__Short problem a__
Put the part of the records that opens with the line containing "Please place a point on the thin" and runs through the final line of the records into a numbered list, leaving out any blank lines.

__Text shown__
Limited Liability companies and construction defect claims

KALB'S COLUMN -- Oct. 27, 2008
Contractor Rules for California B License & RMO

Longevity in business is often one of the ways to tell who is providing quality work over time. That's why for contractors having a 'low' license number can be important. Another question brings to light the fact some generals may be unintentionally breaking the law. Lastly, have we discovered a 'loophole' that may 'rain' on the parade of some "C-39"s . . .

Q: I've done quite a bit of research and have been unable to answer what seems like a straightforward question. If the personal license of a Responsible Managing Officer (RMO) is suspended (for bond suspension) is the corporation's license affected. In other words, does the corporation's license depend upon the status of the individual RMO's license?

A: A bond suspension -- or even expiration -- of the qualifier's personal (sole owner) license has no impact on the status of the corporation's license for which he serves as RMO.

__Short problem b__
Continue the column on California contractor licensing from where it stops.

__Data in this exercise__
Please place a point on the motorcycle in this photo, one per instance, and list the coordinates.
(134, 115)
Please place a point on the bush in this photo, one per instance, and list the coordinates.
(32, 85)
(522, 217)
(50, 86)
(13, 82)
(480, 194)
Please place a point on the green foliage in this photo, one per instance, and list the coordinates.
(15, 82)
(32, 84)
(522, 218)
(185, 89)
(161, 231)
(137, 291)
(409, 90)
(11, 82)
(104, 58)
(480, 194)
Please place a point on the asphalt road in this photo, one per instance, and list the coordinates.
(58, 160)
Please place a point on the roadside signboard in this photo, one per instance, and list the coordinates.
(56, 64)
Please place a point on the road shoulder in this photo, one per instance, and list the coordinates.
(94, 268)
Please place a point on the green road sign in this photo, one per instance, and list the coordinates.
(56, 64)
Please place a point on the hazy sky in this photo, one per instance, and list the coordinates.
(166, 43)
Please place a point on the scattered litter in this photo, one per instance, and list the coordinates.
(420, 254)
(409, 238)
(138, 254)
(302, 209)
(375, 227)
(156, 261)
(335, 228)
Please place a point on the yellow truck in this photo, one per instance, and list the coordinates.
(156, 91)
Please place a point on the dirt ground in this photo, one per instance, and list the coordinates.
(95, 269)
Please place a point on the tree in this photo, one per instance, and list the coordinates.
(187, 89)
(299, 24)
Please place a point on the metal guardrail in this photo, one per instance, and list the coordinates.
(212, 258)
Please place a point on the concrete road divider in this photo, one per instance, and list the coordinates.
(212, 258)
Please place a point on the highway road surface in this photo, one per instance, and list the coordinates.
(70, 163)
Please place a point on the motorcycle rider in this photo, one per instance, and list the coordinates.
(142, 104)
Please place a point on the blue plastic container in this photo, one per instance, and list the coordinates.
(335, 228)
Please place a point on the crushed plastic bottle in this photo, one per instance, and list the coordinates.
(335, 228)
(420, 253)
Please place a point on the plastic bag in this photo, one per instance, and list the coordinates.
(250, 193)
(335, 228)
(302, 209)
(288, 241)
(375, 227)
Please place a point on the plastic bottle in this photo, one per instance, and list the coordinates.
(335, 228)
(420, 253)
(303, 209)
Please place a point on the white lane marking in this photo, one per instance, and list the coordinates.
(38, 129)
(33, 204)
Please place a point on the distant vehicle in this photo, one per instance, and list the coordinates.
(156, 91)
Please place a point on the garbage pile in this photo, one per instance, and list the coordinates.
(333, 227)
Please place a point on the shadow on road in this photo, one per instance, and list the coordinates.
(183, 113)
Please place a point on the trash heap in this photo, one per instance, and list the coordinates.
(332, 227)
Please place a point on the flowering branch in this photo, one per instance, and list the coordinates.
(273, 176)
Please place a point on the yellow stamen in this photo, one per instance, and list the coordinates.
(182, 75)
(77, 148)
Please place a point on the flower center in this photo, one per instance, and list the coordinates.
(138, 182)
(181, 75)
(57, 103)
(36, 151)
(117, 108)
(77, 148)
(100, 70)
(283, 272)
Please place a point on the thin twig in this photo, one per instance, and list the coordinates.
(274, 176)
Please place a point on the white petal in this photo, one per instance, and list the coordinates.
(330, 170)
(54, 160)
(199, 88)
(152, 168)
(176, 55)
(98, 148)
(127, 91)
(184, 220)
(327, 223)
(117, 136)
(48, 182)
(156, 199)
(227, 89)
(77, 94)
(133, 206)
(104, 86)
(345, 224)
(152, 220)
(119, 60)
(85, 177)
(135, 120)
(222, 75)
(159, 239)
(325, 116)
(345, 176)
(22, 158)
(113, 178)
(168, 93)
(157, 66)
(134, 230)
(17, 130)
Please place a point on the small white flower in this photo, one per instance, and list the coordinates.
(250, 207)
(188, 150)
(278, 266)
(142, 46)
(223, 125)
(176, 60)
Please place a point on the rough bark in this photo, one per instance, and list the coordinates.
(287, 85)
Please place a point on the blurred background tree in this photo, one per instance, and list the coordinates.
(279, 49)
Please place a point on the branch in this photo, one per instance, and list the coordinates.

__Task output a__
1. Please place a point on the thin twig in this photo, one per instance, and list the coordinates.
2. (274, 176)
3. Please place a point on the white petal in this photo, one per instance, and list the coordinates.
4. (330, 170)
5. (54, 160)
6. (199, 88)
7. (152, 168)
8. (176, 55)
9. (98, 148)
10. (127, 91)
11. (184, 220)
12. (327, 223)
13. (117, 136)
14. (48, 182)
15. (156, 199)
16. (227, 89)
17. (77, 94)
18. (133, 206)
19. (104, 86)
20. (345, 224)
21. (152, 220)
22. (119, 60)
23. (85, 177)
24. (135, 120)
25. (222, 75)
26. (159, 239)
27. (325, 116)
28. (345, 176)
29. (22, 158)
30. (113, 178)
31. (168, 93)
32. (157, 66)
33. (134, 230)
34. (17, 130)
35. Please place a point on the small white flower in this photo, one per instance, and list the coordinates.
36. (250, 207)
37. (188, 150)
38. (278, 266)
39. (142, 46)
40. (223, 125)
41. (176, 60)
42. Please place a point on the rough bark in this photo, one per instance, and list the coordinates.
43. (287, 85)
44. Please place a point on the blurred background tree in this photo, one per instance, and list the coordinates.
45. (279, 49)
46. Please place a point on the branch in this photo, one per instance, and list the coordinates.

__Task output b__
Q: I just received a letter from the CSLB telling me they could not reassign my partnership license to our new corporation. In fact they issued us a new license number that begins with a "92". What happens to our old partnership license? Can I still use the old number (which begins with a "63")?

A: Unfortunately, the CSLB cannot reissue a partnership license to any other entity. When conducting business as a corporation, you should use this new license number. If the partnership is still intact you can continue to use this old number but ONLY for the partnership - not the new corporation. If the partnership was dissolved or one of the partners has left or disassociated, this license will be cancelled.

Q: A friend of mine just faxed me one of your recent columns in a magazine (sorry I am not sure which one). It involved a "B" contractor bidding on a project with just one trade. I also have a general building license and often take projects involving one trade. Is this really a problem?

A: Yes it is a potential problem. As I have indicated in prior columns, a "B" may take a prime or subcontract involving TWO or more unrelated trades (framing or carpentry are exceptions). In most cases, it's proper for the "B" to take a project that involves only one trade if it's subcontracted to a properly licensed contractor.

Q: Thank you for the informative information that you contribute to my plan room publications. In regards to your recent question involving a general contractor not being allowed to perform roofing; wasn't there a change in California a year or two ago that said that the general must have Workmen's Comp on file and in force when performing roofing. I believe that may have been the intent of the question.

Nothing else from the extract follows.